AVAILABLE DATA ▸

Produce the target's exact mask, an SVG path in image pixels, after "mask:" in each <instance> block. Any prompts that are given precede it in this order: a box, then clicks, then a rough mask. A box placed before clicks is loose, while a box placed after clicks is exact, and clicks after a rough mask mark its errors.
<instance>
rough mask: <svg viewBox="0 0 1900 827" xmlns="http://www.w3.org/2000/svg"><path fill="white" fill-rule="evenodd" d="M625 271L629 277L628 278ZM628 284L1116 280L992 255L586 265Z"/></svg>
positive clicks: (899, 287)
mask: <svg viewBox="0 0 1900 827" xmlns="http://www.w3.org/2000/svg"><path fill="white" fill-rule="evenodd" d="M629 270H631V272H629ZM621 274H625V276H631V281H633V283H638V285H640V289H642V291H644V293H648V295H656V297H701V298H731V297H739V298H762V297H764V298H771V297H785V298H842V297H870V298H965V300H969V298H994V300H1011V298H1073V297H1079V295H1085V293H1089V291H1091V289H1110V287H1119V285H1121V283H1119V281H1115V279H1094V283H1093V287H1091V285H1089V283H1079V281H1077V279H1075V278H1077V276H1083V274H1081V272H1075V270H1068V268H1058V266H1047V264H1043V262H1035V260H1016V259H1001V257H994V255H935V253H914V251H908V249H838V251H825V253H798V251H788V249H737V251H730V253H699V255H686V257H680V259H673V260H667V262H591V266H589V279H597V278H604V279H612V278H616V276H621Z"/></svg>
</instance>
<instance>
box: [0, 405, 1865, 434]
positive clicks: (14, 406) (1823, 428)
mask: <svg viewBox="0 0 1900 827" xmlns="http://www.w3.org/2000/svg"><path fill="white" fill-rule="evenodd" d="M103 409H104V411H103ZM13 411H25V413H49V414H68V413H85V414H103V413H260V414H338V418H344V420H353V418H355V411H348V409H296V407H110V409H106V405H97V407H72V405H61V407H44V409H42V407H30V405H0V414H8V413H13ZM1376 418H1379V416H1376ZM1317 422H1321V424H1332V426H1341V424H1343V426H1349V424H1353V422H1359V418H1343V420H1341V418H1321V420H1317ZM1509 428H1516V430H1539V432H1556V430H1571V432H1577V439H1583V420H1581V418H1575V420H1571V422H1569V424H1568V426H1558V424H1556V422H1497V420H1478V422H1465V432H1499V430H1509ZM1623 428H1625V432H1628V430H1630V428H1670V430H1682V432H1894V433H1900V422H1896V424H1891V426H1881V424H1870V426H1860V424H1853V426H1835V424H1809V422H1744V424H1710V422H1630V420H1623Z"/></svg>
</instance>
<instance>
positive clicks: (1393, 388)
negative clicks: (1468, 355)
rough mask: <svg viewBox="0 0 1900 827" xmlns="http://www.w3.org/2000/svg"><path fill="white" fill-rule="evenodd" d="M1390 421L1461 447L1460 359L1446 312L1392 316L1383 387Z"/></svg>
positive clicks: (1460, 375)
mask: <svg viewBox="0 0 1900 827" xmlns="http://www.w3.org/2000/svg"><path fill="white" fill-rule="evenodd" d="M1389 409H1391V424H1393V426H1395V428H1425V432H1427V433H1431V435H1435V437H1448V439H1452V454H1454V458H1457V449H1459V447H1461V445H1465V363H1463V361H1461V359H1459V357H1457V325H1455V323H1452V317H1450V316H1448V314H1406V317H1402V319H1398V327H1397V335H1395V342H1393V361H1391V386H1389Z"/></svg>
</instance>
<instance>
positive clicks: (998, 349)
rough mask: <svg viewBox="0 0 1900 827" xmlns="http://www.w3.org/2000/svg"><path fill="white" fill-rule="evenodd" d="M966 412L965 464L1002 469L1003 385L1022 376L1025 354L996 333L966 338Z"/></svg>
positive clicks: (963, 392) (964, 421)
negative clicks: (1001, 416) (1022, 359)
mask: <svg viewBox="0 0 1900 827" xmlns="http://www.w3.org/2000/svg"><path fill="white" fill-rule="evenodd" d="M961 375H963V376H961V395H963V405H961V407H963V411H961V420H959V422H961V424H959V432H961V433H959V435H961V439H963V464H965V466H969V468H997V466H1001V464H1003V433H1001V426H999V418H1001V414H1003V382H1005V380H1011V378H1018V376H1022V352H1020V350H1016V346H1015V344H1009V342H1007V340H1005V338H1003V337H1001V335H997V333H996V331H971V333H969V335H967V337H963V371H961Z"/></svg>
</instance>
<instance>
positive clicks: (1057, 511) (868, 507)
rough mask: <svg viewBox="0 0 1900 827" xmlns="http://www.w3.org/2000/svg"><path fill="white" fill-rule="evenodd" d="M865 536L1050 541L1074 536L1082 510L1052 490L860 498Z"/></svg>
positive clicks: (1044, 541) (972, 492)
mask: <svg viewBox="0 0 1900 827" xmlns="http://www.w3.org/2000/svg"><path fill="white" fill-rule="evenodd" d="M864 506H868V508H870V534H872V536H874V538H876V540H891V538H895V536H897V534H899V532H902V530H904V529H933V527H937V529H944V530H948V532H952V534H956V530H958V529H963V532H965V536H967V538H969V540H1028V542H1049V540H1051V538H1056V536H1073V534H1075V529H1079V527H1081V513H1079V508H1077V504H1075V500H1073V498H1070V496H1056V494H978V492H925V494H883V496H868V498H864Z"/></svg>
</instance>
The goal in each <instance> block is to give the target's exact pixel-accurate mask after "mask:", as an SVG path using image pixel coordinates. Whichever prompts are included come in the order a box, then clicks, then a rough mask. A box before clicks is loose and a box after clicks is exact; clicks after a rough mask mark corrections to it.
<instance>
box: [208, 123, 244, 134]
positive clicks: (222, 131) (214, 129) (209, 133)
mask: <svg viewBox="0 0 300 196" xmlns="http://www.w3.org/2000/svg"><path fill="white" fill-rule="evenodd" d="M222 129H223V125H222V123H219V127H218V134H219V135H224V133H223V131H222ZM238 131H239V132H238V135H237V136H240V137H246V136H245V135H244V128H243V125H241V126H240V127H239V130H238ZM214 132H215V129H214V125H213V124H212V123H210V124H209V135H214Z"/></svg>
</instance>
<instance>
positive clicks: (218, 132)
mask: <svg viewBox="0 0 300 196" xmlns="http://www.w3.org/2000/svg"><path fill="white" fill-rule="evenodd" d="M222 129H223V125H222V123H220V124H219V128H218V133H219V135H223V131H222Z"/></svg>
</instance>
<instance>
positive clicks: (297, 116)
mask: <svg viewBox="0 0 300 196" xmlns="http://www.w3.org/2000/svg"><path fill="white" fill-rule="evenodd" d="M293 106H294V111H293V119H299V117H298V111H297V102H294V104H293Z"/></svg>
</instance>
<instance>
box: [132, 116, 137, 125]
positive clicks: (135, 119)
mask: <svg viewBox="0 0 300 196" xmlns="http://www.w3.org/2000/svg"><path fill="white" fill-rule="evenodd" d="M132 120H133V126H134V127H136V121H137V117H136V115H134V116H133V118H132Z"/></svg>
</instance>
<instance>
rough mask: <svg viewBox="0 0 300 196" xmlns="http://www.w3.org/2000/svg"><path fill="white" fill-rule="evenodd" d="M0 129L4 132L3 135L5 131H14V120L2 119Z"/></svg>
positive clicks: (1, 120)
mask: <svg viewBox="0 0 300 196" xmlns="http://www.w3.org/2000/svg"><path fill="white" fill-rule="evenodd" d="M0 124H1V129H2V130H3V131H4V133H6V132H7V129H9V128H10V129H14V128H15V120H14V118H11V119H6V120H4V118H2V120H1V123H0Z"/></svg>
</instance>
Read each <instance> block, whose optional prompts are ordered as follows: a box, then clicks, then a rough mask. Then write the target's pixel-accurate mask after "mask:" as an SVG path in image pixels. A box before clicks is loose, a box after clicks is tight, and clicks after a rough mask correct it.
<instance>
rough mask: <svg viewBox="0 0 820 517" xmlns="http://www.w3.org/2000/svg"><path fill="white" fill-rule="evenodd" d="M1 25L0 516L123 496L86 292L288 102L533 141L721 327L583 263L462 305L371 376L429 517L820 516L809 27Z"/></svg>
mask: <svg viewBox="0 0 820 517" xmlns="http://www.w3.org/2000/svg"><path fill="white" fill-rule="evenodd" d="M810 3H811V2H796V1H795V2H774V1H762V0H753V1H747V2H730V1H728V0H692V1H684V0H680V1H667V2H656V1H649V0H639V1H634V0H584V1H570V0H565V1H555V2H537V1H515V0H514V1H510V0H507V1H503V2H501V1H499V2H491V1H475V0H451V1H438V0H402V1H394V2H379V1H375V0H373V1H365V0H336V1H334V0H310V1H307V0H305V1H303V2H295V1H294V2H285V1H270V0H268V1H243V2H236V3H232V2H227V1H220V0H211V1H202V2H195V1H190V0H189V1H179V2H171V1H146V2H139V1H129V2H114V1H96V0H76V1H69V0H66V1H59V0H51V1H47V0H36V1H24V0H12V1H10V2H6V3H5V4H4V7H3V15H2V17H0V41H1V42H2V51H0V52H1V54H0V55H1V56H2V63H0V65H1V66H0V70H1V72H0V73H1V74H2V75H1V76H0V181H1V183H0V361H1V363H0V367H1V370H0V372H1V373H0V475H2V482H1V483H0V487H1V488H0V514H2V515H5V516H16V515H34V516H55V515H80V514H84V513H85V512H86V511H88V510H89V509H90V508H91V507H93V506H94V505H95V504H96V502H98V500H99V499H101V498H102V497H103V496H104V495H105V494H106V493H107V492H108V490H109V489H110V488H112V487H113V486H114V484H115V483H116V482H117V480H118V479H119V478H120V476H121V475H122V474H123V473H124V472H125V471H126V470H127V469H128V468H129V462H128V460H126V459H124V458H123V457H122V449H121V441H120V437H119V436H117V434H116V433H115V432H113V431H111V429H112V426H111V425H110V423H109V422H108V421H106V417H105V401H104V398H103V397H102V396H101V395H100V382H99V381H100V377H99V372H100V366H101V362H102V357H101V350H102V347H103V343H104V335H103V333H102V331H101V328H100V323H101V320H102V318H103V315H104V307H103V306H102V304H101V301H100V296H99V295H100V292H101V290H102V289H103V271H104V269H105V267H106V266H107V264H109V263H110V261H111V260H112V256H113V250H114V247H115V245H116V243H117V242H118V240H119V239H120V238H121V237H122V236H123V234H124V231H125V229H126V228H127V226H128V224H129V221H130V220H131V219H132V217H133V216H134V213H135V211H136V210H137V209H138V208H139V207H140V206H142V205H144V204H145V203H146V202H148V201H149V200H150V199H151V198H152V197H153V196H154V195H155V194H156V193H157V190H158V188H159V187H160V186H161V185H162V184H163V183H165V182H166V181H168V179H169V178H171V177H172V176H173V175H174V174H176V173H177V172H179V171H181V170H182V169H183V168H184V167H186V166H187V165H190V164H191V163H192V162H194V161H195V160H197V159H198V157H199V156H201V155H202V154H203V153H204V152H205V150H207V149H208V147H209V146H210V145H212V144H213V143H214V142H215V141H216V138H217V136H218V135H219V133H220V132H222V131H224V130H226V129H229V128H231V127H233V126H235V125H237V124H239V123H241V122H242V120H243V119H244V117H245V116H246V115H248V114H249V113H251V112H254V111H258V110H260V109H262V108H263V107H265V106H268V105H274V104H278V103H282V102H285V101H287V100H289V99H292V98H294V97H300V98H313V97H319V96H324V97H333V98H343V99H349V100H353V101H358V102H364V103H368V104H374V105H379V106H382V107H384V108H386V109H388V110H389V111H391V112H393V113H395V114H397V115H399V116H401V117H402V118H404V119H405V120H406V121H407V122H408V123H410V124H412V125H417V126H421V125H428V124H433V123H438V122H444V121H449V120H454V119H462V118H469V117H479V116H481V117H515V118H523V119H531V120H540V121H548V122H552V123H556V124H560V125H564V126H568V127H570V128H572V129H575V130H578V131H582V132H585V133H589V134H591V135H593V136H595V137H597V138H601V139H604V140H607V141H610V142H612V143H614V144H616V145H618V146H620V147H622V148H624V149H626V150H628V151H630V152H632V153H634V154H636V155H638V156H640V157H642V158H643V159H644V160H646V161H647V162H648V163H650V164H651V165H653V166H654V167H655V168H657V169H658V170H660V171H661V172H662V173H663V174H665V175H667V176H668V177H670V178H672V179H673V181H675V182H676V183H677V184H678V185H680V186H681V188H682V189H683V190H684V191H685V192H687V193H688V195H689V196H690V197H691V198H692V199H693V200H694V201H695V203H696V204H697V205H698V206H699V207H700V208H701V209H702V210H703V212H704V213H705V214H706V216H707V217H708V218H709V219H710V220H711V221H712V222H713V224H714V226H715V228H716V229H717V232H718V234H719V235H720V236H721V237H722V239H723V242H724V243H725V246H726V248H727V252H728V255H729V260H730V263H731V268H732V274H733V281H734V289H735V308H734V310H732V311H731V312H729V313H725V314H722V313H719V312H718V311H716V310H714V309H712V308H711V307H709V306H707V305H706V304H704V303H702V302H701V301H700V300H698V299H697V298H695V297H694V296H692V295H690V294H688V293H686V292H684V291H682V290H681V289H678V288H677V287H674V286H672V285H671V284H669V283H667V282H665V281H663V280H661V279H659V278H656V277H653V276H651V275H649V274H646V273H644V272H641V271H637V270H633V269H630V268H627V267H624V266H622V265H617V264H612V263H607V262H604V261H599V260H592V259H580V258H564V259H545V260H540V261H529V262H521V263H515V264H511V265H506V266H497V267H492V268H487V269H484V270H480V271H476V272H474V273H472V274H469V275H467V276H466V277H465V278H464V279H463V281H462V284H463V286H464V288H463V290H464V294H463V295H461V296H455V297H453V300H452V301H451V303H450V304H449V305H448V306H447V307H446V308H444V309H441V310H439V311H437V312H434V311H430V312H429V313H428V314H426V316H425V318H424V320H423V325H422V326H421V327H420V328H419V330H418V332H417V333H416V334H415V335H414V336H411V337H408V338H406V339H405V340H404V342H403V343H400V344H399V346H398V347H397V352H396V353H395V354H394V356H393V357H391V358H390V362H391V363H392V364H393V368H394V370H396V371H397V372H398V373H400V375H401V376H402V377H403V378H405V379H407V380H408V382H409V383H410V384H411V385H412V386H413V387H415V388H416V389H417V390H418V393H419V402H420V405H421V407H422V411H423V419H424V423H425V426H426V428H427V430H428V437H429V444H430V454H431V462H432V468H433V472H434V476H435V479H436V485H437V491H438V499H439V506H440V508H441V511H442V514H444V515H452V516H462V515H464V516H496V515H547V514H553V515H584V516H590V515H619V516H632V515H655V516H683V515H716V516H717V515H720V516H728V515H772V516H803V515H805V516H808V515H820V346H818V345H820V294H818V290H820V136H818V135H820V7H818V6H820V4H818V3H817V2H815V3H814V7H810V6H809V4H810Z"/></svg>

EXERCISE DIRECTIONS ▸ Please copy out every line of the data above that contains the string "pixels".

WRITTEN SOLUTION ▸
Produce the target's exact mask, an SVG path in image pixels, after "mask:" in each <instance> block. Any prompts that are given precede it in this order: a box, then clicks, then a rough mask. A box placed before clicks is loose, while a box placed after clicks is exact, and clicks after a rough mask mark its errors.
Read each <instance> block, whose optional prompts are ordered as follows: a box, then clicks, then a rough mask. Then write the target's pixel-accurate mask after "mask:" as an SVG path in image pixels. A box before clicks is loose, a box after clicks is tight, and clicks after a rough mask correct it.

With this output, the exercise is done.